**Assignment:** Only the lines from the one containing "The function MUST provide one point per instance of the tree" through the end of the listing below belong in your answer; retype them exactly.
=== Source material ===
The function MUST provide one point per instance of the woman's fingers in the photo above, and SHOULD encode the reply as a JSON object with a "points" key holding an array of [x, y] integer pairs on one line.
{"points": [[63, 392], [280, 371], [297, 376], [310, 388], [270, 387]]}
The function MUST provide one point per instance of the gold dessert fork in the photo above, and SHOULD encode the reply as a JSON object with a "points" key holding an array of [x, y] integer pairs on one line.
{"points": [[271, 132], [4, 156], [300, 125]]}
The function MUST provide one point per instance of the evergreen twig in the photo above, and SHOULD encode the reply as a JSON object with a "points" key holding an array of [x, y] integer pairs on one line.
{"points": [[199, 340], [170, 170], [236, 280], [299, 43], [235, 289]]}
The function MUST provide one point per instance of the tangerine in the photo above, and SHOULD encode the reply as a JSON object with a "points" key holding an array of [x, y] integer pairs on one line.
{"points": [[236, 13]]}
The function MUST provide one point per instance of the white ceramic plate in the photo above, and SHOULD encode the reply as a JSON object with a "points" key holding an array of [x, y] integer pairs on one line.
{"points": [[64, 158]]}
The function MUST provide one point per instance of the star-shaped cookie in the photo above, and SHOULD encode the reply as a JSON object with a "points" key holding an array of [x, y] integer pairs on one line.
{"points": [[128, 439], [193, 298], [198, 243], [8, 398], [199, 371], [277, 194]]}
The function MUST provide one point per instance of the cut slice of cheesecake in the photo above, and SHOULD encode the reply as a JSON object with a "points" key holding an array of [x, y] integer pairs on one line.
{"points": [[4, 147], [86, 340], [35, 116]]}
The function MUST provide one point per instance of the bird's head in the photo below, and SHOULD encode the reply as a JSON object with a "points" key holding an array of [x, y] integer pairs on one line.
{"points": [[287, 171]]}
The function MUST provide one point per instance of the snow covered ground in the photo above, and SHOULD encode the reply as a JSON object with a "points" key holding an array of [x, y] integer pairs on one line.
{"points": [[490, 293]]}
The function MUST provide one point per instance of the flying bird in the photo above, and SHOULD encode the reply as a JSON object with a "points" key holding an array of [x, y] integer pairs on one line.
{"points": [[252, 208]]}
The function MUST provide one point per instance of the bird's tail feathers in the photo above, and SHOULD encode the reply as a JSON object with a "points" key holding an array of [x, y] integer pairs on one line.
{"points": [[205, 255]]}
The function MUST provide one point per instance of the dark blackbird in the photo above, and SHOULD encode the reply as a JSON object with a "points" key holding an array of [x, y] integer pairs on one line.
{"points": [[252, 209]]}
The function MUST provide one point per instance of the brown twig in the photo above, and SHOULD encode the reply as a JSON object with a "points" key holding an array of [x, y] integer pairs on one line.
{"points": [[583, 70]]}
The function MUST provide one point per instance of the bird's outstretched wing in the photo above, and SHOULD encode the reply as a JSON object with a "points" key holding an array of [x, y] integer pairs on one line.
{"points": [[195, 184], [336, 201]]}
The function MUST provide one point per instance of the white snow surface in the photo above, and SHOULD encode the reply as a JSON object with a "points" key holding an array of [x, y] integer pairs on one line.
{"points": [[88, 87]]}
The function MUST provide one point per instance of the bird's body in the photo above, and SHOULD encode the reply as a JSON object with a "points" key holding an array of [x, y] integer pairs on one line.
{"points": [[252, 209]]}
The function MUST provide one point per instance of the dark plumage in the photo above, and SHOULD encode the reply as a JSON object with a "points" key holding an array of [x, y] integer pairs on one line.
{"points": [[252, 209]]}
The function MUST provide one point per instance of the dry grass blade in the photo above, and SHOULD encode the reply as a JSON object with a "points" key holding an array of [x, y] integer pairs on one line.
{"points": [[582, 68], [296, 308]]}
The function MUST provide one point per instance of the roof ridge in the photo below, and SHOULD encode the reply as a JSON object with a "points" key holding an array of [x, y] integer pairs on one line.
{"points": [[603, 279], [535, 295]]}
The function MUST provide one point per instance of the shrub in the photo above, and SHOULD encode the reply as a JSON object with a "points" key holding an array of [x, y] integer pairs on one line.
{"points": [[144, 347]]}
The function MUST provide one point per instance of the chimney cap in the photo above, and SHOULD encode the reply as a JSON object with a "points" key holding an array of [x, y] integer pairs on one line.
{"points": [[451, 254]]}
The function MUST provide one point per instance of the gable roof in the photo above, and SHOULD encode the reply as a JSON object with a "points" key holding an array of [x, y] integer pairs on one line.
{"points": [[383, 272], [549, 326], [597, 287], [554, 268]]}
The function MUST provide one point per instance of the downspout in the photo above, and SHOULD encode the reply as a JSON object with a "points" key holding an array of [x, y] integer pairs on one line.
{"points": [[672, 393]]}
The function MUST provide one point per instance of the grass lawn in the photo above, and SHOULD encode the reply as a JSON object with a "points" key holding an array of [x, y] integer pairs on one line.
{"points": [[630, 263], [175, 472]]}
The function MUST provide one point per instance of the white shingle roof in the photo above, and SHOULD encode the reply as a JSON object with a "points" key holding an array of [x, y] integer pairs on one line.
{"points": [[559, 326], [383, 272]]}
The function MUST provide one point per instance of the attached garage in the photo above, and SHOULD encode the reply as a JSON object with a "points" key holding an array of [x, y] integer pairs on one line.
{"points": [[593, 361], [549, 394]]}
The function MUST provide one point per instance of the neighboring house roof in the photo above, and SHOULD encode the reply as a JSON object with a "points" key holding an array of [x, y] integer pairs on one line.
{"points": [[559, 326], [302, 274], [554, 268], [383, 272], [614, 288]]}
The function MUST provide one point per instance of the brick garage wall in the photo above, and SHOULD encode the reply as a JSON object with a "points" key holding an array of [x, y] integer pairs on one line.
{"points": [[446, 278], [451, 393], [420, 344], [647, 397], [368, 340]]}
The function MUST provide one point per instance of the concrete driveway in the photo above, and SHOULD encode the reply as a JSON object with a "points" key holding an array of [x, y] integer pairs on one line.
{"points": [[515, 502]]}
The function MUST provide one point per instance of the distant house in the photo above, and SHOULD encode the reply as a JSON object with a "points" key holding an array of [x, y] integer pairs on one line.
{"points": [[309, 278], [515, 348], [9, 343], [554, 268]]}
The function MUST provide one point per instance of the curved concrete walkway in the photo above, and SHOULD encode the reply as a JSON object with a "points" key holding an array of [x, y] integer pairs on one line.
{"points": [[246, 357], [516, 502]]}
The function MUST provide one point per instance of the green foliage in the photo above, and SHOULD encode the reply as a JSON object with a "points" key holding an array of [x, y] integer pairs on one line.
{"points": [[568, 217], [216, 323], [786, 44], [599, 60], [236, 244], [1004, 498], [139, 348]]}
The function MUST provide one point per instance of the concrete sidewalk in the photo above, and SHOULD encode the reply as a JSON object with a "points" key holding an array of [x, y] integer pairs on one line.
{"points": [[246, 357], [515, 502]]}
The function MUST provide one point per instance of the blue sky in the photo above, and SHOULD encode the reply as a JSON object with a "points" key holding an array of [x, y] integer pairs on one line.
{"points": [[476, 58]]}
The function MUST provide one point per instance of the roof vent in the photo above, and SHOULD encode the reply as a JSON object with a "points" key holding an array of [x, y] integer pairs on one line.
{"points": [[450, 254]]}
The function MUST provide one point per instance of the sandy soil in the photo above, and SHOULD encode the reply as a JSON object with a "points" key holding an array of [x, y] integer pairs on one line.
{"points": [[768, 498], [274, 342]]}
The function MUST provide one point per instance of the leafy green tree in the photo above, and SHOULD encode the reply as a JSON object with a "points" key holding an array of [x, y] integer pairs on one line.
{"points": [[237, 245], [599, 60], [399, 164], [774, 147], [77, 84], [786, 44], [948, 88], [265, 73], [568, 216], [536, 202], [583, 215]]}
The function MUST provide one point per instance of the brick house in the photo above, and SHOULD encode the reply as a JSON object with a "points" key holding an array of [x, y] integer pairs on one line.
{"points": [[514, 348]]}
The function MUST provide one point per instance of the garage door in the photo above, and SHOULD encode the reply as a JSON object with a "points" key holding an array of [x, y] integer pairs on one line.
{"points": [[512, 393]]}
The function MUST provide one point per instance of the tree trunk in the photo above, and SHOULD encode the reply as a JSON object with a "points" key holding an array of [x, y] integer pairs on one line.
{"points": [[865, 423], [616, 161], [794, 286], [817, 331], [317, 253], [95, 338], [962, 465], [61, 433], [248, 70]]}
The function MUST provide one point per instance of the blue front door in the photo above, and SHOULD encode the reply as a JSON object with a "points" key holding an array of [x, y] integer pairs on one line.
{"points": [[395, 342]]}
===
**Solution to the exercise:**
The function MUST provide one point per instance of the tree trunk in the photo above, and SHOULD encode the reply as a JSON object with a "points" key holding an array of [x, y] integer pairs on one line.
{"points": [[865, 423], [616, 161], [794, 286], [817, 331], [317, 253], [95, 338], [962, 465], [61, 433], [248, 70]]}
The function MUST provide one point per instance of the blue front door in the photo above, and SHOULD encode the reply as a JSON object with a "points" key holding an array of [x, y] integer pairs on one line.
{"points": [[395, 342]]}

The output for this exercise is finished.